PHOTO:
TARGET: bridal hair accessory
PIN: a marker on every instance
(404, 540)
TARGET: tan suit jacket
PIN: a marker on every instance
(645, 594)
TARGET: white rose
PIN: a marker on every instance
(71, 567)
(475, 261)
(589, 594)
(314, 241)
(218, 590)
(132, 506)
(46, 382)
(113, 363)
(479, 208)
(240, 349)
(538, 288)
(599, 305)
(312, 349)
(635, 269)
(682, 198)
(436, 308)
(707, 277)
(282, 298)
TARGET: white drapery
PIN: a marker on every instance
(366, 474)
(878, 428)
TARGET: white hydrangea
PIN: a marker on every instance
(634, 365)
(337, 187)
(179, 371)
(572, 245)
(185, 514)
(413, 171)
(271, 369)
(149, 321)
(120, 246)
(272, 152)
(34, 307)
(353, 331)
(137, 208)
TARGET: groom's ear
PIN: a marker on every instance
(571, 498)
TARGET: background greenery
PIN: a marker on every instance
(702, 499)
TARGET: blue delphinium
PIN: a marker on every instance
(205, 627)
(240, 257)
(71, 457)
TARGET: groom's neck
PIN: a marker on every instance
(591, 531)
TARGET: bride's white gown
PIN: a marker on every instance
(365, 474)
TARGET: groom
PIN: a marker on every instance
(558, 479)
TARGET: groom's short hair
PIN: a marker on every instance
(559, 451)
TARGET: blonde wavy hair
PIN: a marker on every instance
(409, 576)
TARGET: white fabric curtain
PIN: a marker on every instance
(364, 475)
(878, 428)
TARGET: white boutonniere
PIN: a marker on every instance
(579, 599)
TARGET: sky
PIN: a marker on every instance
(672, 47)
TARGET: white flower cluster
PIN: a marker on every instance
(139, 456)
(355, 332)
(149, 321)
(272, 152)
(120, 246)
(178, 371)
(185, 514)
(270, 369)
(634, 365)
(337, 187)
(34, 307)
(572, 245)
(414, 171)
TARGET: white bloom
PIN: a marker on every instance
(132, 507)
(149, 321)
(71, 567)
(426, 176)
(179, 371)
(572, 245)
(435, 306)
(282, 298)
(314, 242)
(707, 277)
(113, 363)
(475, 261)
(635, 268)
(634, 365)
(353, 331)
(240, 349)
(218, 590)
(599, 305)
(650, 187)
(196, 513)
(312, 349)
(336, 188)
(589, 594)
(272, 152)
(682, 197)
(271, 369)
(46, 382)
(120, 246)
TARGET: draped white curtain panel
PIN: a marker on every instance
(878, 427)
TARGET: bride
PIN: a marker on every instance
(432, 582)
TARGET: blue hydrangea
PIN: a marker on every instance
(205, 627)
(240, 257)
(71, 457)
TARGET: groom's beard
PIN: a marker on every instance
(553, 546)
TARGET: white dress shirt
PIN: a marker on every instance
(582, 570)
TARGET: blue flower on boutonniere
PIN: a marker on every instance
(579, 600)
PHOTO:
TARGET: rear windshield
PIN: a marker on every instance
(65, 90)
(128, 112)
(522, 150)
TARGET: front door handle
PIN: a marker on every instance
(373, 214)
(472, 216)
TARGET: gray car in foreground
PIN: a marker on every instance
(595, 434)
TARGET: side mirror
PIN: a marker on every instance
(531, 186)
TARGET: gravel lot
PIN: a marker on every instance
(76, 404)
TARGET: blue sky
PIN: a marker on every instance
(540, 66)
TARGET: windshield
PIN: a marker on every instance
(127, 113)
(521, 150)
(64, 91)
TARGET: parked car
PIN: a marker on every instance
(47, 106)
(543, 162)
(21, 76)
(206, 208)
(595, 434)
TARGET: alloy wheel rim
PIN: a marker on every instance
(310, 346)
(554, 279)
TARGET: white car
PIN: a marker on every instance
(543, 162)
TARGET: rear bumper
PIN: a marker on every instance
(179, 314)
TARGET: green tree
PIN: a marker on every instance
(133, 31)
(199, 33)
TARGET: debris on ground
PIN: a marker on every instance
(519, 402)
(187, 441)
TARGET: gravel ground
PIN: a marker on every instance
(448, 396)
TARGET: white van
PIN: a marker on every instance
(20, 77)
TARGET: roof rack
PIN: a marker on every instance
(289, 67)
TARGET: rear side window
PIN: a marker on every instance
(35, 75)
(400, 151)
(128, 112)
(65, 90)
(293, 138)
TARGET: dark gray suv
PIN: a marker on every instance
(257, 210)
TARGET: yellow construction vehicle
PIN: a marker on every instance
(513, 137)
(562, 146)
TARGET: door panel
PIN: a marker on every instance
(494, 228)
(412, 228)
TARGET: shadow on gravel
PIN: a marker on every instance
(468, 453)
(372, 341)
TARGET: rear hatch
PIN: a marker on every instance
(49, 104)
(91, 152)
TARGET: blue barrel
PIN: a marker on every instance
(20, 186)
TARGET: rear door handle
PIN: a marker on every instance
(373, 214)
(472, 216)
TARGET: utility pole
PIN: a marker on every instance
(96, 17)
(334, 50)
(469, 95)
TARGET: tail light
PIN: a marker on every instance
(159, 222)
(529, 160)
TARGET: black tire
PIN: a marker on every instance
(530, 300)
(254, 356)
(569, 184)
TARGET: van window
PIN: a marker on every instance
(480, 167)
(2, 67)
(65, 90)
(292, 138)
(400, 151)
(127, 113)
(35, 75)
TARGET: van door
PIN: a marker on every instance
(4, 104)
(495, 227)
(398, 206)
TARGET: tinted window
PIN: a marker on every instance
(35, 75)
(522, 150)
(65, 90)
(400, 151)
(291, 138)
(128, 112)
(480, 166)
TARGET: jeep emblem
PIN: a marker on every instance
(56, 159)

++++++++++++++++++++

Retype the listing above in full, with no alterations.

PHOTO:
TARGET: bridal hair accessory
PIN: a marker on every instance
(404, 540)
TARGET: tan suit jacket
PIN: a marker on every instance
(645, 594)
TARGET: white rose
PIN: a marker on every instance
(71, 567)
(475, 261)
(589, 594)
(314, 241)
(218, 590)
(132, 506)
(46, 382)
(113, 363)
(479, 208)
(240, 349)
(538, 288)
(599, 305)
(312, 349)
(635, 269)
(682, 198)
(436, 308)
(707, 277)
(282, 298)
TARGET: white drapery
PIN: a marker on every instance
(366, 474)
(878, 428)
TARGET: white hydrangea
PIN: a marker on every instance
(634, 365)
(337, 187)
(179, 371)
(572, 245)
(185, 514)
(413, 171)
(271, 369)
(149, 321)
(120, 246)
(272, 152)
(34, 307)
(353, 331)
(137, 208)
TARGET: groom's ear
PIN: a marker on every instance
(571, 498)
TARGET: background greenery
PIN: a marker on every instance
(702, 499)
TARGET: blue delphinium
PIN: a marker on every instance
(205, 627)
(240, 257)
(71, 457)
TARGET: groom's neck
PIN: a marker on every instance
(591, 531)
TARGET: bride's white gown
PIN: a marker on every instance
(365, 474)
TARGET: groom
PIN: a marker on every instance
(558, 479)
TARGET: groom's short hair
PIN: a marker on every instance
(559, 451)
TARGET: blonde wavy hair
PIN: a marker on every instance
(409, 576)
TARGET: white fabric curtain
PIN: a marker on every instance
(364, 475)
(878, 428)
TARGET: white boutonniere
PIN: a marker on every instance
(579, 599)
TARGET: sky
PIN: a marker on every instance
(672, 47)
TARGET: white flower cluster
PIN: a marker on every instance
(139, 456)
(355, 332)
(149, 321)
(272, 152)
(120, 246)
(178, 371)
(185, 514)
(270, 369)
(634, 365)
(337, 187)
(34, 307)
(572, 245)
(414, 171)
TARGET: white bloom
PIN: a marker on every instance
(132, 507)
(149, 321)
(71, 567)
(426, 176)
(179, 371)
(572, 245)
(435, 306)
(282, 298)
(314, 242)
(707, 277)
(113, 363)
(475, 261)
(635, 268)
(634, 365)
(353, 331)
(240, 349)
(218, 590)
(599, 305)
(650, 187)
(196, 513)
(312, 349)
(336, 188)
(589, 594)
(272, 152)
(682, 197)
(271, 369)
(46, 382)
(120, 246)
TARGET: draped white curtain panel
PIN: a marker on every instance
(878, 427)
TARGET: bride
PIN: a marker on every instance
(432, 582)
TARGET: blue hydrangea
PIN: a marker on every instance
(205, 627)
(240, 257)
(71, 457)
TARGET: groom's beard
PIN: a marker on every instance
(553, 546)
TARGET: white dress shirt
PIN: a marker on every instance
(582, 570)
TARGET: blue flower on boutonniere
PIN: a marker on every instance
(579, 600)
PHOTO:
TARGET: rear windshield
PIN: a marker on every instance
(65, 90)
(128, 112)
(522, 150)
TARGET: front door handle
PIN: a marker on every instance
(373, 214)
(472, 216)
TARGET: gray car in foreground
PIN: a marker on every instance
(595, 434)
TARGET: side mirror
PIN: a marker on every instance
(531, 186)
TARGET: gravel lot
PIN: a marker on every instance
(76, 404)
TARGET: blue sky
PIN: a marker on every instance
(540, 66)
TARGET: windshield
PIN: a marker on every instance
(127, 113)
(521, 150)
(64, 91)
TARGET: parked car
PIN: a marker on every instance
(47, 106)
(543, 162)
(21, 76)
(206, 208)
(595, 434)
TARGET: alloy wheel rim
PIN: a marker on every instance
(310, 346)
(554, 279)
TARGET: white car
PIN: a marker on every instance
(543, 162)
TARGET: rear bumper
PIN: a marker on every instance
(179, 314)
TARGET: green tree
PIN: a marker on every instance
(133, 31)
(199, 33)
TARGET: debris on ground
PIN: a marker on every instance
(519, 402)
(187, 441)
TARGET: gravel ground
PIN: a marker on every instance
(448, 396)
TARGET: white van
PIN: a marker on every instance
(20, 77)
TARGET: roof rack
PIN: a marker on every instance
(289, 67)
TARGET: rear side window
PIN: a marker on every instance
(35, 75)
(400, 151)
(128, 112)
(65, 90)
(293, 138)
TARGET: dark gray suv
PIN: a marker on every instance
(257, 210)
TARGET: yellow construction vehicle
PIN: a marker on every instance
(513, 137)
(562, 146)
TARGET: door panel
PIN: a marker on every instance
(494, 228)
(412, 228)
TARGET: shadow on gravel
PIN: a marker on every instance
(468, 453)
(372, 341)
TARGET: rear hatch
PIN: a marker on every instance
(49, 104)
(91, 152)
TARGET: blue barrel
PIN: a marker on every instance
(20, 186)
TARGET: rear door handle
PIN: a marker on every instance
(373, 214)
(472, 216)
TARGET: utility pole
PIN: a marker on every instance
(96, 17)
(334, 50)
(469, 95)
TARGET: tail light
PIN: a marker on every instance
(159, 222)
(529, 160)
TARGET: black tire
PIN: a marker on every instance
(530, 300)
(254, 356)
(569, 184)
TARGET: van window
PIN: a marker on every instance
(480, 167)
(2, 67)
(65, 90)
(292, 138)
(400, 151)
(127, 113)
(35, 75)
TARGET: van door
PIN: a marker on every instance
(4, 104)
(495, 227)
(398, 206)
TARGET: tinted window
PIN: a marker on every instance
(35, 75)
(522, 150)
(65, 90)
(400, 151)
(291, 138)
(128, 112)
(480, 166)
TARGET: jeep emblem
PIN: a marker on every instance
(56, 159)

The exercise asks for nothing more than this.